本文.
メタルボンドにより多くの気孔を導入する前例のない技術の追求は、困難を極めました。工具とはまったく関係のない業界の技術なども参考にしながら、開発を続けること約3年。ようやく理想に近いものを試作品として形にすることができました。
目詰まりや焼けの抑制、研削工程の削減などもメリットも
試作品はウェーハの研削加工において、狙い通りの性能を発揮しました。例えば、ビトリファイドボンドホイールと同等の切れ味を有しながら、寿命は2倍以上に跳ね上がりました。さらには、切粉と呼ばれる削りカスがうまく気孔に入り込むことで目詰まりを抑制。適度に摩耗しやすくなったことで、焼けの発生を防ぐこともわかりました。
より細かな砥粒(ダイヤモンド)が使えるようになったこともポイントです。通常、研削加工では目の粗い砥粒から細かい砥粒に変えながら段階的に仕上げていきます。木材に使う紙ヤスリと同じ要領です。細かい砥粒を用いた「M-cloud」なら、工程がいくつか減らせるため、時間および金銭的コストの削減に貢献できるのです。
開発の成果
部署を超えた協力体制が生んだブレイクスルー
製造方法にも目途が立ち、お客様立会いのもと評価が始まりました。当初狙い通りの優れた特性を発揮し称賛の声を頂いたものの、やがてホイールの破損が頻発します。小さな工夫からシミュレーションによる解析まで様々な手法を試みるも、解決には至りませんでした。そのような状態が数年続き、技術会議では「『M-cloud』のお客様への提案はやめよう」という検討がなされるほどでした。

データ一覧.
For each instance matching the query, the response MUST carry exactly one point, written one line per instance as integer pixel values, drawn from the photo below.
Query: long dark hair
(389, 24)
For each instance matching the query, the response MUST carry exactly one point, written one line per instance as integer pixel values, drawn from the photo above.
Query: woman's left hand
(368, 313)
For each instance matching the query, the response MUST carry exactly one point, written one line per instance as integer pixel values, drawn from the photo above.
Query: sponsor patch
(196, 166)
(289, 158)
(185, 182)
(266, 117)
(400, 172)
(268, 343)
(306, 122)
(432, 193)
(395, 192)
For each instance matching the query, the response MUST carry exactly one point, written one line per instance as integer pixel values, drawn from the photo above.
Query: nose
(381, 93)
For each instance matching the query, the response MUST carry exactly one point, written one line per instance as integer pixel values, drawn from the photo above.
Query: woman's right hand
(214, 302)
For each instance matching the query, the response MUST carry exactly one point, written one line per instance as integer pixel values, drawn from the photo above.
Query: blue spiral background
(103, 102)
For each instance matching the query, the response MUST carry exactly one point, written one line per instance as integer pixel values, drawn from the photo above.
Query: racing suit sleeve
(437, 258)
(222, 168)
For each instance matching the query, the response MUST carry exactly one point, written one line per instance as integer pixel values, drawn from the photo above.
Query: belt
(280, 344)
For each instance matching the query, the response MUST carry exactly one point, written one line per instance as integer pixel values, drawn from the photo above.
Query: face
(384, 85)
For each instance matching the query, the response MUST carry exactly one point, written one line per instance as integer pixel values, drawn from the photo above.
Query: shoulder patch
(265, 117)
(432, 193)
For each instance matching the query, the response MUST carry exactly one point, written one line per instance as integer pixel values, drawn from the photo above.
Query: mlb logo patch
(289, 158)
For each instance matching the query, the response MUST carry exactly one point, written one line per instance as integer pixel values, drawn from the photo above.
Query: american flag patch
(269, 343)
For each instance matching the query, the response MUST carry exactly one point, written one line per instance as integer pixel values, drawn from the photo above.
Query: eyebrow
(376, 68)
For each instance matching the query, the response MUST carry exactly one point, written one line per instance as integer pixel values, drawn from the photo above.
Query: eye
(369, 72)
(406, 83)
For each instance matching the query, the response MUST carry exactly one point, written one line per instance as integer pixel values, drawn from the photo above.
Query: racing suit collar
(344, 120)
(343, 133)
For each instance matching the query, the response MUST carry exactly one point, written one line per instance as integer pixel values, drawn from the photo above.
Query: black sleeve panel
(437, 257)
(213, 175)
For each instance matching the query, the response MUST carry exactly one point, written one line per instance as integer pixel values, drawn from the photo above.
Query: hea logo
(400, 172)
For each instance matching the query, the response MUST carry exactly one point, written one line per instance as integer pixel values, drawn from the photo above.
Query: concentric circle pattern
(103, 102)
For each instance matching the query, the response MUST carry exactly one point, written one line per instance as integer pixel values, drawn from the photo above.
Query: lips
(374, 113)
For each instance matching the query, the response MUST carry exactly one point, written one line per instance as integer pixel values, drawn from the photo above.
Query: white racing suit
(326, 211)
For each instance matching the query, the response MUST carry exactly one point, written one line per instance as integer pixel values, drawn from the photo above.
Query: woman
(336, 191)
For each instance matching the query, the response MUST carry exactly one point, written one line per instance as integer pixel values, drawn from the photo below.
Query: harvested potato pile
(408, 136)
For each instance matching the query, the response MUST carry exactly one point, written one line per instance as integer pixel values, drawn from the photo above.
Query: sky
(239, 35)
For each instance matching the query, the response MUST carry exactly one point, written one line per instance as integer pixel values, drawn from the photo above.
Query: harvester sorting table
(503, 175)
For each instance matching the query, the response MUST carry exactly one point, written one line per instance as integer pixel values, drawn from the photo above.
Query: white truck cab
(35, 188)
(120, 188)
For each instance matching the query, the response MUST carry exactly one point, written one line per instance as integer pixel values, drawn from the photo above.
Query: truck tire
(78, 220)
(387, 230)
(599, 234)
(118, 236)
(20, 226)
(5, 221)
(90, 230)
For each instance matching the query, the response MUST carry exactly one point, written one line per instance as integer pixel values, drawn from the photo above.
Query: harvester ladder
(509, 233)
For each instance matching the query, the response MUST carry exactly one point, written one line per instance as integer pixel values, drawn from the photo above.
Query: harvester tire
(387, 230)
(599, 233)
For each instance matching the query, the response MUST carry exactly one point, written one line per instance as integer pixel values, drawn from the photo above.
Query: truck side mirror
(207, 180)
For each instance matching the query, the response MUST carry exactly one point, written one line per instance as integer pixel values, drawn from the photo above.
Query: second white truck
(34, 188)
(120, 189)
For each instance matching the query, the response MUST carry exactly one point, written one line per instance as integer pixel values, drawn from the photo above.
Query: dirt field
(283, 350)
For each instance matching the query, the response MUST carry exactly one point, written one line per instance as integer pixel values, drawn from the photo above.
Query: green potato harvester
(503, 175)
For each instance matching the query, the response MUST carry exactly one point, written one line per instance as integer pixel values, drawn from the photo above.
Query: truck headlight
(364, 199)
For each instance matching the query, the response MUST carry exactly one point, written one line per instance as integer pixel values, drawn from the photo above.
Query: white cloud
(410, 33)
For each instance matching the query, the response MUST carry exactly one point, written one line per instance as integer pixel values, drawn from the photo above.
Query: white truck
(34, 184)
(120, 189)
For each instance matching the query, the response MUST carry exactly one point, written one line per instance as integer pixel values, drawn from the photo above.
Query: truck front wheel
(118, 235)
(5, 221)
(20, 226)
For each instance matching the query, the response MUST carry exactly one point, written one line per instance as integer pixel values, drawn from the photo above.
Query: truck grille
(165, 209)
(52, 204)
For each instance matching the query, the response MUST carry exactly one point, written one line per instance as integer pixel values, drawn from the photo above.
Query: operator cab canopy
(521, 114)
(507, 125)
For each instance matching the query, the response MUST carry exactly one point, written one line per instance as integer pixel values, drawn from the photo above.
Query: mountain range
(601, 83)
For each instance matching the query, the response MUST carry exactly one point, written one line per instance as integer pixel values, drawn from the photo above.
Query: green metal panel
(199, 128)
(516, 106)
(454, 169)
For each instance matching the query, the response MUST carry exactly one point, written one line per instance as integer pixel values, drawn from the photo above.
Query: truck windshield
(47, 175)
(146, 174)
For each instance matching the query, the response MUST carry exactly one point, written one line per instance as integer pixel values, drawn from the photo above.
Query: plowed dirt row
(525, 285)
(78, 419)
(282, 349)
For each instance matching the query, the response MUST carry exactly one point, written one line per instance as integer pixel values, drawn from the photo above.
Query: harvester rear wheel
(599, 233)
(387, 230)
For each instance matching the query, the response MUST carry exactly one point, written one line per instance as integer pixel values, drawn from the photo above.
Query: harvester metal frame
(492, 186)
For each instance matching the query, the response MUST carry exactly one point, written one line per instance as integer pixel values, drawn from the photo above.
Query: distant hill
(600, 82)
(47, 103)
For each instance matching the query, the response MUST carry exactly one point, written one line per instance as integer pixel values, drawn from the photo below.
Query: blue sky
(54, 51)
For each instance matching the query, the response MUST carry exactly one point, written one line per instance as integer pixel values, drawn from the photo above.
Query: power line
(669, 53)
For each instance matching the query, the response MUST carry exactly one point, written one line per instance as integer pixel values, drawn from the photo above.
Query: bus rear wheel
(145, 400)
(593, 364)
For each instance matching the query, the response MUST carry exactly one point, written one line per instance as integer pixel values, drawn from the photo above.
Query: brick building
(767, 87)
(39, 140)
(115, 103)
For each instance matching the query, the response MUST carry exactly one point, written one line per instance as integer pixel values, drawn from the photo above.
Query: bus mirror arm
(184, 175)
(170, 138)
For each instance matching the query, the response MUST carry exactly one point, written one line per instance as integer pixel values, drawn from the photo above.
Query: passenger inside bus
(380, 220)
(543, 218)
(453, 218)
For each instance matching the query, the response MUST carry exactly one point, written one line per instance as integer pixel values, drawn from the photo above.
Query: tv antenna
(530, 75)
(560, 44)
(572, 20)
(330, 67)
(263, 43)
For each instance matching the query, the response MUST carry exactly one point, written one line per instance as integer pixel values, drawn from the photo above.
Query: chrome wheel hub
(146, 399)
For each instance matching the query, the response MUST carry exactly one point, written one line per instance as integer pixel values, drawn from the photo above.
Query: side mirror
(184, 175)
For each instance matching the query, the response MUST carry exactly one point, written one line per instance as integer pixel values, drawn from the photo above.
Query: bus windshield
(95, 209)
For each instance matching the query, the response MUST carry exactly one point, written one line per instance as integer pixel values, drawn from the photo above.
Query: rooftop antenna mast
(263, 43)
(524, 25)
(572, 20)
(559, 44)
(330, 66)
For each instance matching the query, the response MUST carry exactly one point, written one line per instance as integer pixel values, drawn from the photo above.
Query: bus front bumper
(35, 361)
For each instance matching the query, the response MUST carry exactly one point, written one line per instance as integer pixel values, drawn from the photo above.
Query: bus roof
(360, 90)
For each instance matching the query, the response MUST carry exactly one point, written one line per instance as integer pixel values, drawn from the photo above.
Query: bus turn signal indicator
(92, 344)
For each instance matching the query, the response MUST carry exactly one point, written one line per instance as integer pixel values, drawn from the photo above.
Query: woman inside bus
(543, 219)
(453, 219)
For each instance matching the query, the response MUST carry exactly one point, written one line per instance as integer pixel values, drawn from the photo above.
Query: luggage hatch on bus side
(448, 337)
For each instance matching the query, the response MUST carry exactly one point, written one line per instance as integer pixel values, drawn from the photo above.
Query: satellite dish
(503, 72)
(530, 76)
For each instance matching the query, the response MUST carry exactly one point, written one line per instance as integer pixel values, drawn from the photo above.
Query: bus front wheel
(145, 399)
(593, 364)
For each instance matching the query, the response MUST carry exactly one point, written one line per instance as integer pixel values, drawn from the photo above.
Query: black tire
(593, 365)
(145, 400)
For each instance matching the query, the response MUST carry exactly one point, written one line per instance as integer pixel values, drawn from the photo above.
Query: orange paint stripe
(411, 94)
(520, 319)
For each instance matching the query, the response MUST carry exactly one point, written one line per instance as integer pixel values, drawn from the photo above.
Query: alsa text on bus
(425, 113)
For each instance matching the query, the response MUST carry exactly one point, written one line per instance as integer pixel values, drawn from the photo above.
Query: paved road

課題と演習.
(a) 次の(i)〜(iii)の記述は、「M-cloud」の開発に関する本文の内容と合っていますか。それぞれ「はい」か「いいえ」で答え、判断の根拠となる本文の語句をそのまま引用してください。
(i) 試作品は、ビトリファイドボンドホイールと同等の切れ味を持ちながら、寿命が2倍以上になった。
(ii) 理想に近い試作品ができるまでに、開発は約5年続いた。
(iii) お客様立会いの評価では、開始直後からホイールの破損が頻発した。
(b) 「M-cloud」の開発に関する本文を、最後の文の後から書き継いでください。

設問別解答.
(a)
(i) はい。「ビトリファイドボンドホイールと同等の切れ味を有しながら、寿命は2倍以上に跳ね上がりました」
(ii) いいえ。「開発を続けること約3年」
(iii) いいえ。「当初狙い通りの優れた特性を発揮し称賛の声を頂いたものの、やがてホイールの破損が頻発します」

(b)
しかし、ここで諦める旭ダイヤではありません。様々な部署のメンバーを巻き込んだ打ち合わせを繰り返していくうちに、他工場の製品に用いられている技術にたどり着きました。この技術をもとに幾重にもテストを繰り返し、ようやくホイールの破損は治まりました。工場/部署を超えた人のつながりがブレイクスルーとなったのです。
開発の成果
SiCウェーハの研削なら「M-cloud」
革新的なアイデアと積み重ねた技術の融合から誕生した「M-cloud」は予想を上回る反響を呼び、社内には嬉しい悲鳴が響くこととなりました。
身近なところではEV自動車や新幹線などに使用されるパワー半導体。SiCウェーハ加工の需要はまだまだ伸長が続くと見込まれます。「M-cloud」は細やかな仕様の調整が可能であり、幅広いニーズにも対応することが可能です。
半導体に限らず、新しい製品・素材は次々と現れ、その都度最適な加工用工具が必要になります。「M-cloud」の成功は、これからのどんな変化にも対応できるという自信となって、旭ダイヤのDNAに刻まれました。